Instructions |
(1) According to the column about Charlie Baker, what job did he take after serving as governor of Massachusetts?
(2) Reproduce everything in the column about Charlie Baker from "(The highlight of" down to "of Ventura's predecessors.)".

Study text |
Earlier this month, the Commonwealth of Massachusetts (God save it!) inaugurated as its 73rd governor Maura Healey, the first woman, the first openly gay person, and the first former collegiate point guard ever elected to the post. She replaced a Republican named Charlie Baker, who was on the basketball roster at Harvard, but who didn't play much. Former Republican governors of Massachusetts generally go on to be front folk for local corporations, or, occasionally, members of a Republican president's cabinet. Not Charlie Baker. He took the job of being president of the NCAA and, at first glance, that seems altogether bizarre. But before we get to the event of Charlie Baker as the new NCAA honcho, a brief explanation of Massachusetts politics—and specifically, our darling Republican mascots—is in order. This is also for my benefit since Baker's new gig represents the strangest collision of my two career reporting enthusiasms since I covered the inauguration of Governor Jesse Ventura of the great state of Minnesota.
(The highlight of that strange interlude was the arrival of Ventura's old SEAL team, including his Master Chief. Apparently, it is a point of pride among the SEALs not to wear underwear, and the Master Chief has the authority to ... ah ... check. There was a tremulous moment in which it looked like seven of the toughest-looking guys I've ever seen, including the governor-elect, were going to drop trou under the wintry gaze of the portraits of Ventura's predecessors.)

Entries supplied |
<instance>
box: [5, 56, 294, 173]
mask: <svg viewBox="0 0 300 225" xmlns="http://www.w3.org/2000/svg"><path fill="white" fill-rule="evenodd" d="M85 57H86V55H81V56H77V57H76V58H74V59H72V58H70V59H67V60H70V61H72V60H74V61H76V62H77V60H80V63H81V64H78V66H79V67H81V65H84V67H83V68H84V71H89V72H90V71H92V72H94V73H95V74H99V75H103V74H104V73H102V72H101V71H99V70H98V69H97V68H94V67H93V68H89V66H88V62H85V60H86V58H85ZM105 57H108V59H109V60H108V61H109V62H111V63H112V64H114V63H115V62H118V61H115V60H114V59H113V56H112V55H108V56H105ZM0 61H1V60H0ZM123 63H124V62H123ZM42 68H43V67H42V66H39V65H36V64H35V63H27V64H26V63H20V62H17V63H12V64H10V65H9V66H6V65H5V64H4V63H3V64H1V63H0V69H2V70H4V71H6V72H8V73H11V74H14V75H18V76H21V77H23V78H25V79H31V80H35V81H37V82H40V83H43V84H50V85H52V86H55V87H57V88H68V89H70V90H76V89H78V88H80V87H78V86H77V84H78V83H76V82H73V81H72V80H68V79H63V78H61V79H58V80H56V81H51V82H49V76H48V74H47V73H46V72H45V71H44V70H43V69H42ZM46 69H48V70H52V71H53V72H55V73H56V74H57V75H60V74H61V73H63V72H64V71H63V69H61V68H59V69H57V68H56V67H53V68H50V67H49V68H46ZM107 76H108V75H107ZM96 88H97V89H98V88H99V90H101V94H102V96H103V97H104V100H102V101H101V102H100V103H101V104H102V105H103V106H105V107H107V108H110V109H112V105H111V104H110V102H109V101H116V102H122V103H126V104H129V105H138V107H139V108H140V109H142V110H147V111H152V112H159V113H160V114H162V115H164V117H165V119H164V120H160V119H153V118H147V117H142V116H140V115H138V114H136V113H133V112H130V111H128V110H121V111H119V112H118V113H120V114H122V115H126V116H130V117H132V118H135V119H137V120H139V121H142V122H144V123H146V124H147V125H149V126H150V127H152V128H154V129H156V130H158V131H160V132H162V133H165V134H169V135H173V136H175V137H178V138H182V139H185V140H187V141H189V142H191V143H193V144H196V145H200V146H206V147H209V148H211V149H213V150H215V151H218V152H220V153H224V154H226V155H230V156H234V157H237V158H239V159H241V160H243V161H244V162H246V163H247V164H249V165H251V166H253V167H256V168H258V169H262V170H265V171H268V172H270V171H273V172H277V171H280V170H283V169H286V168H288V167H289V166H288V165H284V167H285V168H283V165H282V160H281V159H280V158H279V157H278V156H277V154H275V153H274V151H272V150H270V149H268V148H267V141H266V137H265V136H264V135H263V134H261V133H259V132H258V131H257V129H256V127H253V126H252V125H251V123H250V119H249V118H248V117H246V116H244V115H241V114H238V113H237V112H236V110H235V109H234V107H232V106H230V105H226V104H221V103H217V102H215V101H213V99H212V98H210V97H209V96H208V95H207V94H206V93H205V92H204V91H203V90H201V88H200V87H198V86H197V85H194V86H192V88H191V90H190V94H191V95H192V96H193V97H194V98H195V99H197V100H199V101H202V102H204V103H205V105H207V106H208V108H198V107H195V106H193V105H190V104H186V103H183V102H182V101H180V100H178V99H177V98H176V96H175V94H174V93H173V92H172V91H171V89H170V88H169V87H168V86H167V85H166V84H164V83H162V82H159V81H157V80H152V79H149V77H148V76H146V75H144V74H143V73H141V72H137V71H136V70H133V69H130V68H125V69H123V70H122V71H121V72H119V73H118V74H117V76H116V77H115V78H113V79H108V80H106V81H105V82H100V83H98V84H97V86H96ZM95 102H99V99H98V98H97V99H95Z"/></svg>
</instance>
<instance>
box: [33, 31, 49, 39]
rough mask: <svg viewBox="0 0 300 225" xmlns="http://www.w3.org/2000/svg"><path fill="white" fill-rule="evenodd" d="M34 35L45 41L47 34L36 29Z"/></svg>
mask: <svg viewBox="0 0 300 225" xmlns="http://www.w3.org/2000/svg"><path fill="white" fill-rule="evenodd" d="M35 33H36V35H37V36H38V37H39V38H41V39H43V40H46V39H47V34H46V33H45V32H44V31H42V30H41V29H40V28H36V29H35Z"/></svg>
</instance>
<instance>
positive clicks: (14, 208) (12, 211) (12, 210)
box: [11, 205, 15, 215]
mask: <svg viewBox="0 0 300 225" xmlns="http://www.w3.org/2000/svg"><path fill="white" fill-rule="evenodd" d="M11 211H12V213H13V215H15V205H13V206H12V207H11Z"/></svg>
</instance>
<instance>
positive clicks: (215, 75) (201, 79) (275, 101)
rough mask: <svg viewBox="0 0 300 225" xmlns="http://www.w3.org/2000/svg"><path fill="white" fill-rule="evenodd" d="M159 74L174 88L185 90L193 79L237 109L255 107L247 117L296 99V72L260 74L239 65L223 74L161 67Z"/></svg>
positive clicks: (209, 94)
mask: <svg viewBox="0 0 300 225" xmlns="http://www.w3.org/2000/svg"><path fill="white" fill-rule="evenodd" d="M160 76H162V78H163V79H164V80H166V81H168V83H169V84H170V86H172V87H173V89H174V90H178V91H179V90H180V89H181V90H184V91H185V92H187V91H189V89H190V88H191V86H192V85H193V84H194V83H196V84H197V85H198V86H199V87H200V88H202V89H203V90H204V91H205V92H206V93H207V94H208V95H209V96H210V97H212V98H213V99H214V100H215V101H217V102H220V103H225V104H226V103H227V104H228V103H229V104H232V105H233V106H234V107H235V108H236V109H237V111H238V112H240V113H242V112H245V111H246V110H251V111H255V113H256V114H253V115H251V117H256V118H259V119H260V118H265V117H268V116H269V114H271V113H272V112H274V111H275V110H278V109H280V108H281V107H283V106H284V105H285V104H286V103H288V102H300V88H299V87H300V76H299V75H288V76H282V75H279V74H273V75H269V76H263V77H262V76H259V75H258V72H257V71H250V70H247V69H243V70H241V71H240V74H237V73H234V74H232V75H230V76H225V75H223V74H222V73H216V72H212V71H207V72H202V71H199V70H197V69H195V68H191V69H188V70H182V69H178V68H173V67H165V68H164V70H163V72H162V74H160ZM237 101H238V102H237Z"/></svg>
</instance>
...
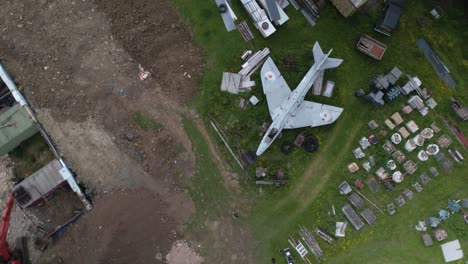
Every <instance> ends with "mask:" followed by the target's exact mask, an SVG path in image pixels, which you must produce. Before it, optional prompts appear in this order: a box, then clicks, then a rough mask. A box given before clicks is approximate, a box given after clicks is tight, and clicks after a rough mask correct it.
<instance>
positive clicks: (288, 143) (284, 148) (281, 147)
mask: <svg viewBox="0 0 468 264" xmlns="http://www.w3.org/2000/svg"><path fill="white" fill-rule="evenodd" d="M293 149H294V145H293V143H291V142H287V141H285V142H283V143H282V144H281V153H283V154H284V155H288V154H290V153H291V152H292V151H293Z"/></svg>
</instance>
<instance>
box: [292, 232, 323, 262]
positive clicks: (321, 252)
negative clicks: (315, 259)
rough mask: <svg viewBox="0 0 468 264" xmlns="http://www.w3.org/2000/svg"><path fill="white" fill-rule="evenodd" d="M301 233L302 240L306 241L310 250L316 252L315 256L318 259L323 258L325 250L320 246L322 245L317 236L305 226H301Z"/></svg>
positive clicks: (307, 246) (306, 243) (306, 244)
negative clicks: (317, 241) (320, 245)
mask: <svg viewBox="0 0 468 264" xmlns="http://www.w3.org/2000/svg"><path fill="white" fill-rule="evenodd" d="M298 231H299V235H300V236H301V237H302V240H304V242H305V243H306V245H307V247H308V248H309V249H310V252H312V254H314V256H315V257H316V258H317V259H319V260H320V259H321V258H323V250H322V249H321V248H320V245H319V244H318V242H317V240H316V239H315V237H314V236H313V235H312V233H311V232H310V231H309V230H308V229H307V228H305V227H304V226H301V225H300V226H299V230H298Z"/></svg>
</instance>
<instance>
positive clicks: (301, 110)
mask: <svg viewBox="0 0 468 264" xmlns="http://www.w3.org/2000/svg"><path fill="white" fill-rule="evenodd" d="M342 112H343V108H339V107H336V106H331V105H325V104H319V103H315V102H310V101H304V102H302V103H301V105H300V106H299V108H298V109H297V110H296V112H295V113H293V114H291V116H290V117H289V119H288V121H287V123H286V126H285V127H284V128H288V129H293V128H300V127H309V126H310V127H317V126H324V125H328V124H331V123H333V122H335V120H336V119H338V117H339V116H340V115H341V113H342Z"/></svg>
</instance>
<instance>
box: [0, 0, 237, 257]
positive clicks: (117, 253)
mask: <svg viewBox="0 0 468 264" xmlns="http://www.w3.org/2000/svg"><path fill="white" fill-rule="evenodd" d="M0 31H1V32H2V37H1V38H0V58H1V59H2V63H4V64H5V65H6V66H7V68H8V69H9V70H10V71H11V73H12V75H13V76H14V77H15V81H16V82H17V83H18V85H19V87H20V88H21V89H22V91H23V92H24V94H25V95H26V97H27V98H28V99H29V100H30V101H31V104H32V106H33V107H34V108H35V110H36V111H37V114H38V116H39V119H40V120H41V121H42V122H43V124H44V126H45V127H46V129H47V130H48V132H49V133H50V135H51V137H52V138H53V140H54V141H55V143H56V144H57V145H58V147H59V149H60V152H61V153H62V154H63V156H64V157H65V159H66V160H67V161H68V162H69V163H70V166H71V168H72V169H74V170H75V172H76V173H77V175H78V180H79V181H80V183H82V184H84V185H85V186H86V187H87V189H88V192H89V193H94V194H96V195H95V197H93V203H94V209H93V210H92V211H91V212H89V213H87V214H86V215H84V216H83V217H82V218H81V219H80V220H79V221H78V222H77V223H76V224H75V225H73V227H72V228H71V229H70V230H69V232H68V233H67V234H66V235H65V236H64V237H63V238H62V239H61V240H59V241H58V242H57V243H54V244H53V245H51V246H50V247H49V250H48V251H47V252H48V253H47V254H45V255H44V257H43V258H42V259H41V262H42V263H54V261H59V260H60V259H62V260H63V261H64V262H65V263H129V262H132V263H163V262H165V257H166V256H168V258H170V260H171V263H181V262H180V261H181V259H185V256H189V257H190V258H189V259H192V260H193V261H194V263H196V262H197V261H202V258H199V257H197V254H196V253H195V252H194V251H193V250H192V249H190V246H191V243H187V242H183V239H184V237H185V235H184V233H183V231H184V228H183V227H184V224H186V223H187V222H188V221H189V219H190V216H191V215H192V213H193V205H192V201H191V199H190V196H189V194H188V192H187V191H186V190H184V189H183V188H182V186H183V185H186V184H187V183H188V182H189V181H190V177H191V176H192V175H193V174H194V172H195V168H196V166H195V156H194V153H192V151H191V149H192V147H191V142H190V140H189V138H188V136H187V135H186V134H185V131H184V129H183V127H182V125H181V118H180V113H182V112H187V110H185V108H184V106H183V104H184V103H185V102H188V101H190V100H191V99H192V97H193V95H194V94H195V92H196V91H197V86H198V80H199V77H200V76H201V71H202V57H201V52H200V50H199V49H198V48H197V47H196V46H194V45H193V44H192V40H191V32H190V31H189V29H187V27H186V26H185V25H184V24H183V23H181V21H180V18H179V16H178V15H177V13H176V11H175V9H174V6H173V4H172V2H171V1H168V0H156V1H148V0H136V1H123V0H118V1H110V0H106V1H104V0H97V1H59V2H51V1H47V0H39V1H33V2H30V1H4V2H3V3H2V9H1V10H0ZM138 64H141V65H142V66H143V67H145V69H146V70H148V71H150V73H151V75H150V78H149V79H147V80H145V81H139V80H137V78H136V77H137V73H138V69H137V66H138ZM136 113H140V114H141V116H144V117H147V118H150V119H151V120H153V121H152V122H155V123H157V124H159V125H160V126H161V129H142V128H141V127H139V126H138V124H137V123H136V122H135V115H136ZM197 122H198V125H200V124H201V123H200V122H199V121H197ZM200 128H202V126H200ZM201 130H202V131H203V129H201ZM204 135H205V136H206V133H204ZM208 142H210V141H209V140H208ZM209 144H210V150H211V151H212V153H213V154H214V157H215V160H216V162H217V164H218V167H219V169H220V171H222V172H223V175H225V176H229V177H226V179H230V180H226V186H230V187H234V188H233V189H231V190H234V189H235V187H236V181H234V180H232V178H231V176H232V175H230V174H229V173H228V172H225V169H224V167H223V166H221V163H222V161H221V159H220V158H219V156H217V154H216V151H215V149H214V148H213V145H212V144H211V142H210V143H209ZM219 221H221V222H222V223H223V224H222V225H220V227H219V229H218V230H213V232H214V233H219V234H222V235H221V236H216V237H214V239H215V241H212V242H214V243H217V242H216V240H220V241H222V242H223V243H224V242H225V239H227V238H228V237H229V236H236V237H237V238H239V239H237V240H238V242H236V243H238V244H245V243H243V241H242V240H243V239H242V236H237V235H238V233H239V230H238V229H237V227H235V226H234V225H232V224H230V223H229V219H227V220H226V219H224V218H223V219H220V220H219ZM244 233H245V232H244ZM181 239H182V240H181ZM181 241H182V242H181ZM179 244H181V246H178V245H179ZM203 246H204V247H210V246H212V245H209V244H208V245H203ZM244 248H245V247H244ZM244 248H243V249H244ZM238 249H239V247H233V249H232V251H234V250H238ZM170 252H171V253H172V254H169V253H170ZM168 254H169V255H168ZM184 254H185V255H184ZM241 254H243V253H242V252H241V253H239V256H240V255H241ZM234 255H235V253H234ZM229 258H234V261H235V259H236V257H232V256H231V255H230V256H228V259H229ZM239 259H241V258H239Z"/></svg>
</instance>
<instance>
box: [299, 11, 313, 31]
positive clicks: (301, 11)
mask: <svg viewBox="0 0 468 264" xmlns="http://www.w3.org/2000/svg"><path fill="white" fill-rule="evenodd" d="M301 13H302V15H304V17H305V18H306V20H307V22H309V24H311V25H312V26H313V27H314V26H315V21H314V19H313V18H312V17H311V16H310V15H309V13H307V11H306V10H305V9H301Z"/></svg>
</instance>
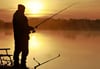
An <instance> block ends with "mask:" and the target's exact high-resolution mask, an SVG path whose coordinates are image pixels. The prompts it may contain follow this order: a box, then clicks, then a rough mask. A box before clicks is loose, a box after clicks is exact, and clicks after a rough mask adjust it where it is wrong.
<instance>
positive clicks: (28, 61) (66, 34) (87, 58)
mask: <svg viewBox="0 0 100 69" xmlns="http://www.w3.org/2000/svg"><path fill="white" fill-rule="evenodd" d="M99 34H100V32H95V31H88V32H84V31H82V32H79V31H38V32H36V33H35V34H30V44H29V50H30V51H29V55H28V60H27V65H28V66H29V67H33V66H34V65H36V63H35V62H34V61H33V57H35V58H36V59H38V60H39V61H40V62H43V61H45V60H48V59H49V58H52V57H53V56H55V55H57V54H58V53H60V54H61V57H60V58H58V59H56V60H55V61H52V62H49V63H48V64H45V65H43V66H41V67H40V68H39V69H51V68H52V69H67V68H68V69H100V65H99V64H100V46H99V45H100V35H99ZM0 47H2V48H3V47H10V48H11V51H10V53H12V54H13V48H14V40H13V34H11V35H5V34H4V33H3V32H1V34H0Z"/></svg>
...
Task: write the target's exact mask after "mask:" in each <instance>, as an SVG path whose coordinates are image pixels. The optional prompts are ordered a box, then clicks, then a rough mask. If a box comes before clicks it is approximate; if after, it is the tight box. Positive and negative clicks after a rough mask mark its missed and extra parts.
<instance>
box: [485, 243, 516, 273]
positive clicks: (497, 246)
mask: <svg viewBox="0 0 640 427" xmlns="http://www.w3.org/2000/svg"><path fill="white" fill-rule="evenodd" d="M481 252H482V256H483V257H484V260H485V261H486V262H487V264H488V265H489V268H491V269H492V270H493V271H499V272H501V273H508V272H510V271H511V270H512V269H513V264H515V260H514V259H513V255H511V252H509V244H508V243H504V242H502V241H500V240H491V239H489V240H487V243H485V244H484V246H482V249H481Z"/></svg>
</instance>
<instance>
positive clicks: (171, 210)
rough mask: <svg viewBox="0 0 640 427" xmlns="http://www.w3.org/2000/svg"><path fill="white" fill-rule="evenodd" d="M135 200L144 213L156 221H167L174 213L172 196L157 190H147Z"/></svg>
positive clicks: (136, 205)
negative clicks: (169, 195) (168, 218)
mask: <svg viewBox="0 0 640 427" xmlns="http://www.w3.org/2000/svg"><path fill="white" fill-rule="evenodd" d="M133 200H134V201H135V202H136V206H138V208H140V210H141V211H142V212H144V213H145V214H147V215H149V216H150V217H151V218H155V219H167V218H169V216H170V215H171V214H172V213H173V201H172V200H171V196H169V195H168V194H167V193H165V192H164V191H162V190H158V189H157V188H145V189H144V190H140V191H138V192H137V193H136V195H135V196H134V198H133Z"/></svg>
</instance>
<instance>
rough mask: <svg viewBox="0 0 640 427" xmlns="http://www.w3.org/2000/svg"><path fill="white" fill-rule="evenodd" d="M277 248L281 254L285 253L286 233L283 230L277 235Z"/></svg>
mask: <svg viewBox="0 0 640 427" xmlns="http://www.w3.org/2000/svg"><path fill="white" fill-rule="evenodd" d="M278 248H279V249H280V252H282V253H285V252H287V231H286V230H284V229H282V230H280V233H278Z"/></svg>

Results of the exercise |
(1) President of the NCAA.

(2)
(The highlight of that strange interlude was the arrival of Ventura's old SEAL team, including his Master Chief. Apparently, it is a point of pride among the SEALs not to wear underwear, and the Master Chief has the authority to ... ah ... check. There was a tremulous moment in which it looked like seven of the toughest-looking guys I've ever seen, including the governor-elect, were going to drop trou under the wintry gaze of the portraits of Ventura's predecessors.)